- REQUIREMENTS: Without the pictures, output the records below word for word.

Data listing
* begin *

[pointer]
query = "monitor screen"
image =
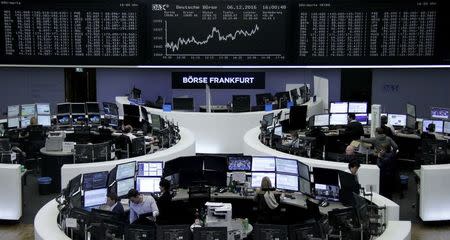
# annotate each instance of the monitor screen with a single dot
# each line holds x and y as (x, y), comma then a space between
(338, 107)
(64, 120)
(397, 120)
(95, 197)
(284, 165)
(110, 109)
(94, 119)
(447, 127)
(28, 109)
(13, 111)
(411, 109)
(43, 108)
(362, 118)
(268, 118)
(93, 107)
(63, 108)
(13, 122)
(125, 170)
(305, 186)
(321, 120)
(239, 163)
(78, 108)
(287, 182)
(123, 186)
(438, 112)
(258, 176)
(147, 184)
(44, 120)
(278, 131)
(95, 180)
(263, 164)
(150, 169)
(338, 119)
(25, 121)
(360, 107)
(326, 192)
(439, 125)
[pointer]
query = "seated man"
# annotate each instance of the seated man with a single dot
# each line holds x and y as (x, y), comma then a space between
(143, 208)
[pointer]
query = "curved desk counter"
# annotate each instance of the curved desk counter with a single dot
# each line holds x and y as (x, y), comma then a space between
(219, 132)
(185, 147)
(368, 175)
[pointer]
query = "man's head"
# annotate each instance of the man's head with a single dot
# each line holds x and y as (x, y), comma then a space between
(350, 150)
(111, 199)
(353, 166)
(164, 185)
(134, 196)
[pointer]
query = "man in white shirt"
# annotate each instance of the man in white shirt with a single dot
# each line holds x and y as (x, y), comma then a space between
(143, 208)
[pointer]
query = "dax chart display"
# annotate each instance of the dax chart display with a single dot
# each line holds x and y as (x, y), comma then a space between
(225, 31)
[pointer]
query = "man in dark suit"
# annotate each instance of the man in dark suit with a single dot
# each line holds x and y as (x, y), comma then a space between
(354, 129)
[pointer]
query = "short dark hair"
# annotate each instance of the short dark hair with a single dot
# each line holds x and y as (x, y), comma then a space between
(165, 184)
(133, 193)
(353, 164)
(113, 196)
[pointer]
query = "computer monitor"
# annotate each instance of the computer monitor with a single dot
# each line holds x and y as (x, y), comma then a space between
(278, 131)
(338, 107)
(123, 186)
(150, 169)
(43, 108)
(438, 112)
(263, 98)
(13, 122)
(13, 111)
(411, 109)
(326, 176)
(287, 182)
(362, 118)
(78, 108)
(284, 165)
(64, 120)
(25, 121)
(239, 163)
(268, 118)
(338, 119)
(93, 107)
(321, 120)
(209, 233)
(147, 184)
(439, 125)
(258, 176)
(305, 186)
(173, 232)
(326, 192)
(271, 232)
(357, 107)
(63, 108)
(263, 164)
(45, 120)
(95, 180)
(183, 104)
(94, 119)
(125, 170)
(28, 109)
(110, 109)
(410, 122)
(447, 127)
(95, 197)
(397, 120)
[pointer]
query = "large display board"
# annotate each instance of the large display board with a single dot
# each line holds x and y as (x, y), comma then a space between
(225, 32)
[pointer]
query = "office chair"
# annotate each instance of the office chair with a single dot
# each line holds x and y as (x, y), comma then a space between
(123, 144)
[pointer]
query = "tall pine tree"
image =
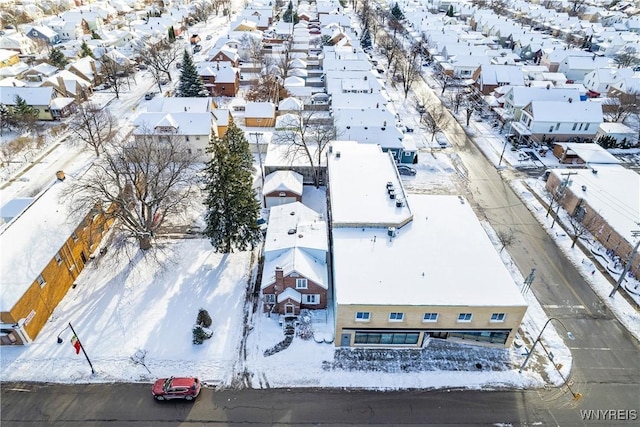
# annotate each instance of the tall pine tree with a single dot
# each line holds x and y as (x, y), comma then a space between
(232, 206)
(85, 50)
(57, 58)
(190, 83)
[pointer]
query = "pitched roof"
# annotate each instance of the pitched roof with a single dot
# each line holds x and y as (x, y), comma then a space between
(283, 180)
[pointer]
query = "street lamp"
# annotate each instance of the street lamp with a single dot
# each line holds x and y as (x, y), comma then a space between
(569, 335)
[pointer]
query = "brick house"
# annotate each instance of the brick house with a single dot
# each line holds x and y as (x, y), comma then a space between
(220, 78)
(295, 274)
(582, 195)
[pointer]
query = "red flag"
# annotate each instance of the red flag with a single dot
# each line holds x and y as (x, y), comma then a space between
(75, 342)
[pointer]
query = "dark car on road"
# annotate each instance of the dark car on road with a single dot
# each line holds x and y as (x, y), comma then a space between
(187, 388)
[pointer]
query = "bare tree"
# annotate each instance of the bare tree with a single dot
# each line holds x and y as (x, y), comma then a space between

* end *

- WRITTEN ANSWER:
[pointer]
query = "monitor screen"
image =
# annotate each instance of the monitor screen with a single dot
# each line holds x and y as (x, y), comma then a space between
(338, 107)
(64, 120)
(397, 120)
(95, 197)
(284, 165)
(110, 109)
(94, 119)
(447, 127)
(28, 109)
(13, 111)
(411, 109)
(43, 108)
(362, 118)
(268, 118)
(93, 107)
(63, 108)
(13, 122)
(125, 170)
(305, 186)
(321, 120)
(239, 163)
(78, 108)
(287, 182)
(123, 186)
(438, 112)
(258, 176)
(147, 184)
(44, 120)
(278, 131)
(95, 180)
(263, 164)
(150, 169)
(338, 119)
(25, 121)
(360, 107)
(326, 192)
(439, 125)
[pointer]
query = "seated man"
# annotate each instance of the seated man with a single dot
# each line holds x and y as (x, y), comma then a space between
(143, 208)
[pointer]
query = "curved desk counter"
# annotate each instance of the curved desk counter with a single dot
# each line holds x and y as (x, y), comma then a space between
(219, 132)
(185, 147)
(368, 175)
[pointer]
query = "man's head"
# annotate each instance of the man's head with a single dot
# each line holds x and y as (x, y), comma then a space between
(350, 150)
(111, 199)
(353, 166)
(164, 185)
(134, 196)
[pointer]
query = "man in white shirt"
# annotate each instance of the man in white shirt with a single dot
# each line holds x and y as (x, y), comma then a space between
(143, 208)
[pointer]
query = "dax chart display"
# annotate each instance of the dax chart display with a single dot
# each line holds x and y as (x, y), comma then a space between
(225, 31)
[pointer]
query = "man in dark suit"
# annotate each instance of the man in dark suit with a single dot
# each line holds x and y as (x, y), comma then a space between
(354, 129)
[pointer]
query = "short dark hair"
# annotate each instance of the short dark hair with a single dot
# each line holds x and y as (x, y), comma then a space between
(165, 184)
(133, 193)
(353, 164)
(113, 196)
[pointer]
query = "computer monitor"
# annotate each instance of the computer monitor with a single dot
# each line holds x and y as (x, y), comma then a space between
(278, 131)
(338, 107)
(123, 186)
(150, 169)
(43, 108)
(438, 112)
(263, 98)
(13, 122)
(13, 111)
(411, 109)
(326, 176)
(287, 182)
(362, 118)
(78, 108)
(284, 165)
(64, 120)
(25, 121)
(239, 163)
(268, 118)
(338, 119)
(93, 107)
(321, 120)
(209, 233)
(147, 184)
(439, 125)
(258, 176)
(305, 186)
(173, 232)
(326, 192)
(271, 232)
(357, 107)
(63, 108)
(263, 164)
(45, 120)
(95, 180)
(183, 104)
(94, 119)
(125, 170)
(28, 109)
(110, 109)
(410, 122)
(447, 127)
(95, 197)
(397, 120)
[pointer]
query = "large display board"
# annotate each instance of the large display board with a single dot
# each line holds x and y as (x, y), comma then a space between
(225, 32)
[pointer]
query = "office chair"
# annotate each instance of the office chair with a single dot
# each line holds x and y as (x, y), comma then a space between
(123, 144)
[pointer]
query = "tall pine tree"
image =
# annotate each instance of the tall pine tree with a single dot
# each line holds x and y as (x, y), comma then a space between
(232, 206)
(85, 50)
(57, 58)
(190, 83)
[pointer]
query = "pitched roof"
# annotate each instance of the pitched roof with a single dot
# each line holds x and y as (x, y), comma then a space between
(283, 180)
[pointer]
query = "street lamp"
# annotate each instance of the street lamp with a single dot
# each line holds x and y as (x, y), comma then a space between
(569, 335)
[pointer]
query = "brick house"
# annotate each instance of the brick house with a single dot
# each line holds x and y as (x, y), comma then a space between
(220, 78)
(295, 274)
(582, 195)
[pointer]
query = "red flag"
# annotate each instance of the red flag with a single dot
# each line holds x and y as (x, y), comma then a space between
(75, 342)
[pointer]
query = "dark car on road"
# annotate each instance of the dark car on road with a single dot
# each line holds x and y as (x, y), comma then a space between
(187, 388)
[pointer]
query = "bare tree"
# annotate each instance of the bare tree with a single dot
# each line holds x and y as (x, y), comma then a space between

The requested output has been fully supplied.